**Exercise brief**
Going through the entries below, count each line containing the word "motor". Report the number only.

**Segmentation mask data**
================

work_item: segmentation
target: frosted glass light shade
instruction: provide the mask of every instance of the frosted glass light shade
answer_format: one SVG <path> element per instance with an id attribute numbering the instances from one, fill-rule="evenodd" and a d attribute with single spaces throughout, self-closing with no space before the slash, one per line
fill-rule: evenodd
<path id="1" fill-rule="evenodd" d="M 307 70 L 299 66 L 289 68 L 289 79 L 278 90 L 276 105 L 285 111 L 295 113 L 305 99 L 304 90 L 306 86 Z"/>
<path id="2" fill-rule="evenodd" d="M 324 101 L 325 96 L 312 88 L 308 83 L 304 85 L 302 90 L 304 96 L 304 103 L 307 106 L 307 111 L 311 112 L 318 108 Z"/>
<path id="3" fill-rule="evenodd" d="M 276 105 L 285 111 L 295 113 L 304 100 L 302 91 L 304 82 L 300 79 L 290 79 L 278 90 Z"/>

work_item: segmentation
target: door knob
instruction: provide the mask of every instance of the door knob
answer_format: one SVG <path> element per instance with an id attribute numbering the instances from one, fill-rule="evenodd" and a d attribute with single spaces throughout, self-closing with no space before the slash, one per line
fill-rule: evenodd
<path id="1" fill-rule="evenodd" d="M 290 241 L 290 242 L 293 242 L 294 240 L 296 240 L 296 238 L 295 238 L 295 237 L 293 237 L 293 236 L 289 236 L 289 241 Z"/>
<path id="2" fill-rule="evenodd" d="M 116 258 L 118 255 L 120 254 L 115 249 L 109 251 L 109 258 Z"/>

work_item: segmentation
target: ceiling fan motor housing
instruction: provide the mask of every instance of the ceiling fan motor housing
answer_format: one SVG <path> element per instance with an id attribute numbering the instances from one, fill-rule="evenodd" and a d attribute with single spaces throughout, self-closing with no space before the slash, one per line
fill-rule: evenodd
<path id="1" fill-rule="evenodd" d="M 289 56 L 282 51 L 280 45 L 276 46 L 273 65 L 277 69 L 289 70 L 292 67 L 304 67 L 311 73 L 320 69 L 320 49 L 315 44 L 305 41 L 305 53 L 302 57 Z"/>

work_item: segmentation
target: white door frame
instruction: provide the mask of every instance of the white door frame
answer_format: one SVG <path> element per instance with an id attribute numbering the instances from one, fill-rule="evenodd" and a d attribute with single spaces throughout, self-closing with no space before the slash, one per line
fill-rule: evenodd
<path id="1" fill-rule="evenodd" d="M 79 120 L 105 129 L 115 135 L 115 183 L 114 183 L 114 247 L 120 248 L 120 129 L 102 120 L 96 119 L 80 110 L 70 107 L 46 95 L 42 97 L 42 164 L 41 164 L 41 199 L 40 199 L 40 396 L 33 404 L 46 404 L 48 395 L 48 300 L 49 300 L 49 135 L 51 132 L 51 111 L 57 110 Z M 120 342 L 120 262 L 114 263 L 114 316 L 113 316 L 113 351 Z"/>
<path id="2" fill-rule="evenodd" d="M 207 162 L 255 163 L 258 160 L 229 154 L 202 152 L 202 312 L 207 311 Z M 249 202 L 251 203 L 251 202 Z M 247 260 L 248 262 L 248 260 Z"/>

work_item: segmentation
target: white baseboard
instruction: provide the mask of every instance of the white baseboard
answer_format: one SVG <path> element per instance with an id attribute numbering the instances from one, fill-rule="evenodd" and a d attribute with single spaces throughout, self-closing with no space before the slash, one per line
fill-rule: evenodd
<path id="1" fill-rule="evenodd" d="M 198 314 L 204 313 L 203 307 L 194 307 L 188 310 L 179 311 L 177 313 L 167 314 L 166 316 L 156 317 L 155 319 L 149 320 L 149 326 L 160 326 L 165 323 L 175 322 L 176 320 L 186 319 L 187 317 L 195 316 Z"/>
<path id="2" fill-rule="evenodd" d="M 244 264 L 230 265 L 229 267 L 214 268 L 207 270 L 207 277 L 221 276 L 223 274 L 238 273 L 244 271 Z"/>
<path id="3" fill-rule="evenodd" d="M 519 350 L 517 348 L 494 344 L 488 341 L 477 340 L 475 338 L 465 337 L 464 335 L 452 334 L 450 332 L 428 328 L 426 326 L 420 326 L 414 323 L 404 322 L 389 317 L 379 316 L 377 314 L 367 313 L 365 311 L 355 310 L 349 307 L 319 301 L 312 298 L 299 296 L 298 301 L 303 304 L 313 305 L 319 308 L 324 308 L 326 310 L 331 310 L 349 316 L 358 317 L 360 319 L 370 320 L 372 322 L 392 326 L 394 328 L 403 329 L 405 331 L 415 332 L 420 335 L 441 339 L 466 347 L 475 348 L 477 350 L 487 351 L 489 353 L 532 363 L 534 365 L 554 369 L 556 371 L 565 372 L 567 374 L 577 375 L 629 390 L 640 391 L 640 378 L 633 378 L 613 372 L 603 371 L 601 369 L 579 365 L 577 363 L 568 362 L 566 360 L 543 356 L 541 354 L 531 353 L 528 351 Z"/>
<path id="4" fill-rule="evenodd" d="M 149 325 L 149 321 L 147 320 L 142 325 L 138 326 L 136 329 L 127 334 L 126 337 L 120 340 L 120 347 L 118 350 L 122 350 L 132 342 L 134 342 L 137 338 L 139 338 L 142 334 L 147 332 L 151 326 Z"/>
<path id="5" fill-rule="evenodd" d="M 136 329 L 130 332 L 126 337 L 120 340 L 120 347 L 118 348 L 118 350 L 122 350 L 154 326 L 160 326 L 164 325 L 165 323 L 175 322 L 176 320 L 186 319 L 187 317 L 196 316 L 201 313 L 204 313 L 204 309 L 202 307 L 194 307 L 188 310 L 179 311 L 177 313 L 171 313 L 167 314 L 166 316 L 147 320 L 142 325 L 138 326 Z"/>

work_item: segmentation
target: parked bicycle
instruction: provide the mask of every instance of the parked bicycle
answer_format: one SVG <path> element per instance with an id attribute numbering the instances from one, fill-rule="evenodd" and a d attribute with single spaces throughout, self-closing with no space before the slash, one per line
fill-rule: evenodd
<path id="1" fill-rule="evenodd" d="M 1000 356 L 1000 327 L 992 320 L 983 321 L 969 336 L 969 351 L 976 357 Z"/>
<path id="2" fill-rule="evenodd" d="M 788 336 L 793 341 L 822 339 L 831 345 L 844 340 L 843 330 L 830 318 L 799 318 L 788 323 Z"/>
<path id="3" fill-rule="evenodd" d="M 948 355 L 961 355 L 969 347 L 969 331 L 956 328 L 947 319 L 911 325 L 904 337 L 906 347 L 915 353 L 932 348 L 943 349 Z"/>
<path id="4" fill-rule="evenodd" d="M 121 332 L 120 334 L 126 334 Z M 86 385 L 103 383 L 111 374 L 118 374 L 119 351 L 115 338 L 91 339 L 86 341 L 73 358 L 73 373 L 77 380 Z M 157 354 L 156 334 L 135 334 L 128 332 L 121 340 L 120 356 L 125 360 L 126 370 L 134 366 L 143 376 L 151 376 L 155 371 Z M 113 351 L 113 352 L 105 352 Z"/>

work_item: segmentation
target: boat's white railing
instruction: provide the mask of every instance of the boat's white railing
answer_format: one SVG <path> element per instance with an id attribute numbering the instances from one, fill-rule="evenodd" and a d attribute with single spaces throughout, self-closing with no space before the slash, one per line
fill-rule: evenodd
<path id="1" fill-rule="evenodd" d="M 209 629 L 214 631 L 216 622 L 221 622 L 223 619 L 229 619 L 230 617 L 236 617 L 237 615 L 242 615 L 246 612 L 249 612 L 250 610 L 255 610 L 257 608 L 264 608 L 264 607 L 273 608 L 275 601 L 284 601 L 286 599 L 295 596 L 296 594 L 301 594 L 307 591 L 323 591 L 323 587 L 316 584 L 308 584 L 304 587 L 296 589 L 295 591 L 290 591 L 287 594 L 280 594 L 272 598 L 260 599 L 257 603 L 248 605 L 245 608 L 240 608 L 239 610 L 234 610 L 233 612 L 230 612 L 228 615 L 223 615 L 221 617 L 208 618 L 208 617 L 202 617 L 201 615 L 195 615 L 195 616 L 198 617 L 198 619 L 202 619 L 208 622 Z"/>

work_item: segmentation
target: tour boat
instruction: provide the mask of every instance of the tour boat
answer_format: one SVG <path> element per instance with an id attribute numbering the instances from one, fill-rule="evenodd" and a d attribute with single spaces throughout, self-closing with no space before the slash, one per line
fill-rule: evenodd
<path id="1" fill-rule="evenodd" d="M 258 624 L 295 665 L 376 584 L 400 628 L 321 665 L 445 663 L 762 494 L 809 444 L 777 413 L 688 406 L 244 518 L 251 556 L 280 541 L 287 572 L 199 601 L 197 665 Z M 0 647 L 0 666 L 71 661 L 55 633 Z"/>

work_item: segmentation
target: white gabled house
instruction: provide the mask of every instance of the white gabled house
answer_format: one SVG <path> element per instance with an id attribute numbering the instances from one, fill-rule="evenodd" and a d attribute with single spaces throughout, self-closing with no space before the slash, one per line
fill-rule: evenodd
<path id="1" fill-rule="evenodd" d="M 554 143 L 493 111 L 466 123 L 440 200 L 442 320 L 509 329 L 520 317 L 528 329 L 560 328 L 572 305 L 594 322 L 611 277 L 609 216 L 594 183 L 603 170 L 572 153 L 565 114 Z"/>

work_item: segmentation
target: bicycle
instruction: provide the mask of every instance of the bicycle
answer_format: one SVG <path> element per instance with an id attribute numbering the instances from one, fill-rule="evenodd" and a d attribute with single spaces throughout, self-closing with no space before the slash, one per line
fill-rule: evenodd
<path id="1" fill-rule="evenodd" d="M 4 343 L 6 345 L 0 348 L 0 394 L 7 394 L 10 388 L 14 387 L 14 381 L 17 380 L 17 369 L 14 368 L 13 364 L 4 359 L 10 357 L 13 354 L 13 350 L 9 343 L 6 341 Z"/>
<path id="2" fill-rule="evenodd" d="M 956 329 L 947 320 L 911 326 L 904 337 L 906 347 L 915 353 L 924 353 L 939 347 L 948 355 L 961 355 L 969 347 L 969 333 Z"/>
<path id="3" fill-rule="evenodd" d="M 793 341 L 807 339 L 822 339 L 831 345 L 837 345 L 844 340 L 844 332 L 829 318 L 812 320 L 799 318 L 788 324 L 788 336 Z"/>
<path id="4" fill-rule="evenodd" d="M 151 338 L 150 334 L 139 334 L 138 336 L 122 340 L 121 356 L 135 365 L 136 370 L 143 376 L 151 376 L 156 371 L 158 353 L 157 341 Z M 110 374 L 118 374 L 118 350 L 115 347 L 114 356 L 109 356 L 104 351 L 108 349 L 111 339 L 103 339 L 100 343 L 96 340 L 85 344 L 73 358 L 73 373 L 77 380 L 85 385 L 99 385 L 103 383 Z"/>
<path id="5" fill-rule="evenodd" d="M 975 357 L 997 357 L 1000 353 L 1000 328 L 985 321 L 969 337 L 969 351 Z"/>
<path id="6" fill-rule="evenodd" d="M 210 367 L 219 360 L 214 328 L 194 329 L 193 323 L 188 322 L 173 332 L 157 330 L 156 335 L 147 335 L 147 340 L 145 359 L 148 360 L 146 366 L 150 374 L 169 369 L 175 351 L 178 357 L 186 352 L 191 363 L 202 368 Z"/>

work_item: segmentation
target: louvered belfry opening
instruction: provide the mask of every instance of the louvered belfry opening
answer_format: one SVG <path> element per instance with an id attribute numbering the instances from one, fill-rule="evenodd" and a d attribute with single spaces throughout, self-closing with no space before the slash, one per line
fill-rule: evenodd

================

**Task answer**
2